[Texte fourni]
McDo, champion de l’inégalité…

8 mars à Neuchâtel.

 

Quelque 200 personnes ont participé au cortège du 8 mars à Neuchâtel où l’opposition à AVS 21, comme l’exigence de la paix en Ukraine se sont exprimées. La manifestation a fait halte devant l’enseigne McDonald’s du centre-ville. Unia a profité de cette Journée internationale des droits des femmes pour décerner le «prix de l’inégalité» au McDo de Marin, condamné juste un mois auparavant pour avoir discriminé l’une de ses salariées. Cette dernière avait protesté devant la justice, car son employeur lui avait refusé un poste de cadre en raison de son prochain mariage et d’un «risque» de congé maternité. Un «Happy Leg» géant, contenant un commentaire de la Loi fédérale sur l’égalité (LEg), a été remis en guise de prix à McDonald’s afin de protester contre la discrimination faite aux femmes, cela alors que la loi a déjà plus de 25 ans.

Texte Sylviane Herranz
Photo Unia

DELÉMONT

«On a dit non, c’est non!»

8 mars à Delémont.

 

Une piñata contre AVS 21, remplie des revendications des femmes présentes, un stand, des animations musicales, des prises de parole, ont ponctué la journée du 8 mars sur la place de la Gare de Delémont. Les représentantes du groupe d’intérêt Egalité d’Unia Transjurane se sont mobilisées pour dénoncer la réforme AVS 21 qui entend imposer aux femmes une hausse de l’âge de la retraite à 65 ans, malgré déjà deux refus en votation populaire. «La droite parlementaire n’a toujours pas compris que non, c’était non!» ont-elles souligné, rappelant que les inégalités, les bas salaires, les temps partiels étaient à l’origine de rentes au plancher, d’un tiers moins élevées que celles des hommes. Des éléments condamnant une femme de plus de 65 ans sur six à vivre dans la pauvreté. C’est avec force que les personnes présentes ont affiché leur détermination à se battre contre toute hausse de l’âge de la retraite.

Texte Sylviane Herranz
Photo Unia

GENÈVE

Succès de la Via Feminista

Panneaux de la Via Feminista.

 

Au bout du lac, les lieux de rencontre dispersés en plusieurs points de la ville ont réuni un public multiple. Une belle réussite selon les organisatrices. Cette année, le 8 mars imaginé en 2021 a enfin pu avoir lieu. L’idée de la Via Feminista était de relier plusieurs places genevoises entre elles et d’inviter la population à la déambulation entre les différents stands et thématiques proposés. Une façon d’étaler l’action sur différents points, pandémie oblige. Un concept qui a rassemblé plusieurs centaines de personnes, entre 600 et 1000 d’après les organisatrices, qui se félicitent du succès de l’événement. «C’était une très belle journée, la population a bien réagi et tout s’est magnifiquement déroulé», rapporte Laura Drompt, chargée de la coordination de l’événement.
[/Texte fourni]
[Données présentées]
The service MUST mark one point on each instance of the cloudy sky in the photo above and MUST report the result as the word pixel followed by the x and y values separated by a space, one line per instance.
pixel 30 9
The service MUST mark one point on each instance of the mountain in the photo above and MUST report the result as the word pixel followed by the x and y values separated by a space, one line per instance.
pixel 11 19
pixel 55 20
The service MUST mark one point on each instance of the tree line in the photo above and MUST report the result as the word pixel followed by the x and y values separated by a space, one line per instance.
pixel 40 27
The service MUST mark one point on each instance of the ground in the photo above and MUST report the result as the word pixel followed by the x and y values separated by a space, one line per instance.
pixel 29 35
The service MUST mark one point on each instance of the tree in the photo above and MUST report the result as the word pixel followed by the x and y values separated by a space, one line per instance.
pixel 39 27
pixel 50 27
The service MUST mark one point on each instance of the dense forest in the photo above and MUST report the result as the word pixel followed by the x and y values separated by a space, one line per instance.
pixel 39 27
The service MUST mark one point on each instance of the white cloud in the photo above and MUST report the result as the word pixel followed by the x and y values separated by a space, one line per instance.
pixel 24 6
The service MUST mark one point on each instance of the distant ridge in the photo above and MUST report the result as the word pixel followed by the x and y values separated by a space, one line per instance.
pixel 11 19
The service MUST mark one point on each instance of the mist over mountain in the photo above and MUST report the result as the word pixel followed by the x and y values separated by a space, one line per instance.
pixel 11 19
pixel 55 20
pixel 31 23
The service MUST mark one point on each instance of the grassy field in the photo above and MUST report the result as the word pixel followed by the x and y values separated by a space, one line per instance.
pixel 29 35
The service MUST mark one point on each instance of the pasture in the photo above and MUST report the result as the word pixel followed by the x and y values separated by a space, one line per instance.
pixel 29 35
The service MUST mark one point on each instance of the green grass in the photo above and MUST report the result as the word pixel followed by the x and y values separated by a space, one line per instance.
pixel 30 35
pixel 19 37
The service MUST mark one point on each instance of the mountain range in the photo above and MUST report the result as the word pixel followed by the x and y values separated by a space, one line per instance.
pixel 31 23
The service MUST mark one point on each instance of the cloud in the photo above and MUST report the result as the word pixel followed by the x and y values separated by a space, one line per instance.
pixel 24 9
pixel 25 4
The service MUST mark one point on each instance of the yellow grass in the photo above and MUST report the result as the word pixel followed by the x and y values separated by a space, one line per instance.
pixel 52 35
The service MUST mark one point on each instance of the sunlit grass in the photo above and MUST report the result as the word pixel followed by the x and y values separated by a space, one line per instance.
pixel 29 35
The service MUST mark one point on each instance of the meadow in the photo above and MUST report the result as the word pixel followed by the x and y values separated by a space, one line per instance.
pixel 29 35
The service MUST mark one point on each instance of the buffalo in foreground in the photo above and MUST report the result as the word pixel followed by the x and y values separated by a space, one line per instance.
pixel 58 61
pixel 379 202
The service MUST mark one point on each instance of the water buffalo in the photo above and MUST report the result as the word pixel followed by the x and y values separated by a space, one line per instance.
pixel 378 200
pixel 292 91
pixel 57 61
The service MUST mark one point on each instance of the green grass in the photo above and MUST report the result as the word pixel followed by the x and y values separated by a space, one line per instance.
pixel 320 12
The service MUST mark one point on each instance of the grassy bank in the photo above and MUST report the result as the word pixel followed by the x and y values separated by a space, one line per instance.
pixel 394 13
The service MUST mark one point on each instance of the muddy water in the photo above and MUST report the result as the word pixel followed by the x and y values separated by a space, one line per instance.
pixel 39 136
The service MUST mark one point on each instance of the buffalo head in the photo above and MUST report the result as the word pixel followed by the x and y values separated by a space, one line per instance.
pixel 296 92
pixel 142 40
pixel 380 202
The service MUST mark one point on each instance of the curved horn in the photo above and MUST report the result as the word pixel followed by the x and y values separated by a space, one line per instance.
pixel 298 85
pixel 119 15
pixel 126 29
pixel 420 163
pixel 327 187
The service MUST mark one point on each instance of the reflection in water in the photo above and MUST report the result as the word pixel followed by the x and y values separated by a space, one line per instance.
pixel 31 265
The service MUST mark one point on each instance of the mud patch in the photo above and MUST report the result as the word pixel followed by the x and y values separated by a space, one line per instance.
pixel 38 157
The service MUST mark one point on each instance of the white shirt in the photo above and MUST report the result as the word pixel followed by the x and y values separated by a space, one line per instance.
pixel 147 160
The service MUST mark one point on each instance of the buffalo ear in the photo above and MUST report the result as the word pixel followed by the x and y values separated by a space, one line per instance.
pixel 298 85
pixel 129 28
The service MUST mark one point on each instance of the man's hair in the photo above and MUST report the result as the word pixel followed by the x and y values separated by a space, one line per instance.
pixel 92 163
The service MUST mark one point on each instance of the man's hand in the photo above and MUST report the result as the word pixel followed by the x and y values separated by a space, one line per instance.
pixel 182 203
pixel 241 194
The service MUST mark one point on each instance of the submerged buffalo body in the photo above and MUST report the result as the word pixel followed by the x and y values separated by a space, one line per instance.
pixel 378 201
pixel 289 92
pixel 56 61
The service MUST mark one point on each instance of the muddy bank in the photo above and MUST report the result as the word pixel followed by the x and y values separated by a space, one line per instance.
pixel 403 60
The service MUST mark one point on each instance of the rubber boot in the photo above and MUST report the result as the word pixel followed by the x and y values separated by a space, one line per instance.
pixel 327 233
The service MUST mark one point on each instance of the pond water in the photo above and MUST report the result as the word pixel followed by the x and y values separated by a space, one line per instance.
[/Données présentées]
[Données présentées]
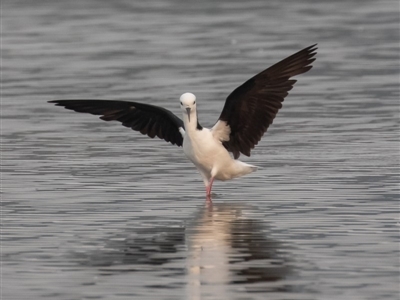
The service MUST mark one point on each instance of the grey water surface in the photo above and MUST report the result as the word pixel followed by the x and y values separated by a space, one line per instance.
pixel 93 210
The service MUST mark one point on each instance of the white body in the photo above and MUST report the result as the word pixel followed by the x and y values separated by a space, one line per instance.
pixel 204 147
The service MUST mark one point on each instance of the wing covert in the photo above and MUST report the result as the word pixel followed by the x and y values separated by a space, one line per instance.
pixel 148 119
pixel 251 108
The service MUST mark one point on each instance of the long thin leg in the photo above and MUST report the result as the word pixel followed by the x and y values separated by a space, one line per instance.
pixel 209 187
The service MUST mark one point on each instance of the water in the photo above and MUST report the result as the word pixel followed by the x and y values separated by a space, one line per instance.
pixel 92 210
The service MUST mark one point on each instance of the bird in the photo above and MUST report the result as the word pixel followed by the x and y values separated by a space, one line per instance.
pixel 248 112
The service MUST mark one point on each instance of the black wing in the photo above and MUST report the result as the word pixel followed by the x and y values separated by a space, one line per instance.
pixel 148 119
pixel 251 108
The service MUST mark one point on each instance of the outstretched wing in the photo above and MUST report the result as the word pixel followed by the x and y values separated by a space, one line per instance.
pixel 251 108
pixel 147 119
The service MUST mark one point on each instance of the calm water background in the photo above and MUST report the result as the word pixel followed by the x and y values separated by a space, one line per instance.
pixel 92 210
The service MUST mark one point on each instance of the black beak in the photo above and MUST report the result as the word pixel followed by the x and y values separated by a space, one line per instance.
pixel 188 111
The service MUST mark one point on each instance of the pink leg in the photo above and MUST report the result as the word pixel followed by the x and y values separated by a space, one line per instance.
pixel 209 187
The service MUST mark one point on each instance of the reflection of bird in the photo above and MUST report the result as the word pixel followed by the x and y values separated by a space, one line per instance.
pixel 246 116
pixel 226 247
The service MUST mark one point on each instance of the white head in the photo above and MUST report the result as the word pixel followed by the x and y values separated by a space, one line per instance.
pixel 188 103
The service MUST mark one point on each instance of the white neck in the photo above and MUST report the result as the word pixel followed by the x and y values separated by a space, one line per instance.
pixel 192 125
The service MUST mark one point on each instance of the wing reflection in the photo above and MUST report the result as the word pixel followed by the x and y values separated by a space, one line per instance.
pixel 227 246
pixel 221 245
[/Données présentées]
**Consigne:** Recopiez mot pour mot le passage du texte fourni qui va de «8 mars à Neuchâtel.» jusqu'à «plus de 25 ans.» inclus.

**Réponse:**
8 mars à Neuchâtel.

 

Quelque 200 personnes ont participé au cortège du 8 mars à Neuchâtel où l’opposition à AVS 21, comme l’exigence de la paix en Ukraine se sont exprimées. La manifestation a fait halte devant l’enseigne McDonald’s du centre-ville. Unia a profité de cette Journée internationale des droits des femmes pour décerner le «prix de l’inégalité» au McDo de Marin, condamné juste un mois auparavant pour avoir discriminé l’une de ses salariées. Cette dernière avait protesté devant la justice, car son employeur lui avait refusé un poste de cadre en raison de son prochain mariage et d’un «risque» de congé maternité. Un «Happy Leg» géant, contenant un commentaire de la Loi fédérale sur l’égalité (LEg), a été remis en guise de prix à McDonald’s afin de protester contre la discrimination faite aux femmes, cela alors que la loi a déjà plus de 25 ans.